This post has been updated to correct the Ho family’s status in a proposed National Harbor casino.
ORIGINAL POST: Eric Hotung is variously described as a Hong Kong tycoon, financier and philanthropist. His grandfather was called “the richest man in Hong Kong.” His father founded the Hong Kong gold and silver exchange. And Hotung himself has both made large sums of money and devoted himself to many charitable endeavors, including a $5 million donation for the Eric E. Hotung International Law Center at the Georgetown University law school in downtown Washington. Active at age 86, nearly all of his words and deeds remain big news in Hong Kong, as we shall soon see.
In the mid-1990s, Hotung purchased the home of Sen. Edward Kennedy, on Chain Bridge Road in McLean, for $5.88 million, and his American wife Patricia Shea Hotung lived there with some of their eight children. So when Eric Hotung, in December 2009, trashed one of his sons in a number of Hong Kong publications, his part-time residence in McLean enabled that son to file a defamation suit against his father in Fairfax County Circuit Court, USA.

Your tasks
A) List every individual the article about Eric Hotung identifies by name.
B) Pick up the article about Eric Hotung and carry it on from its final sentence.

Data section
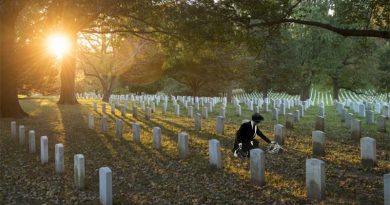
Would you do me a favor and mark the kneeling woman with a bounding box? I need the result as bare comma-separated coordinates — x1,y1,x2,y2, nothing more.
233,113,274,157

Per-task answers
A)
Eric Hotung
Edward Kennedy
Patricia Shea Hotung

B)
And after a three-day trial, a Fairfax jury ordered Eric Hotung to pay his son $1.2 million for the comments made in Oriental Daily, Sudden Weekly, East magazine and other Chinese-language outlets. Comments such as, “He is not my son!” and “Judging by his habits, he can’t possibly be a relative of mine” and “These kinds of people cannot be members of the Hotung family.”
The verdict was just the latest chapter in a riotous, high-dollar soap opera of forbidden love, a casino empire, rival family dynasties, blackmail, lawsuits, secret love children and a nasty celebrity divorce. If this was on TV, you would watch. And the fact that this chapter played out in a mostly empty Fairfax courtroom, and wound up with a verdict that Eric Hotung can probably pay with the change in the console of his yacht, is our little part of Chinese history.
Eric Hotung is the grandson of Sir Robert Hotung, an influential figure in Hong Kong who was knighted not once but twice by the British. His family owns whole streets in Hong Kong, Eric Hotung said in his deposition in the Fairfax case. Streets in Hong Kong tend to be worth a great deal of money.
Sir Robert Hotung had a brother named Ho Fook, whose grandchildren include Stanley Ho and his sister Winnie Ho, who have run a dominant casino empire in Macau for decades.
(The Ho family is now trying to partner with MGM to run a casino at National Harbor. So we’ve hardly heard the last of the Hos.)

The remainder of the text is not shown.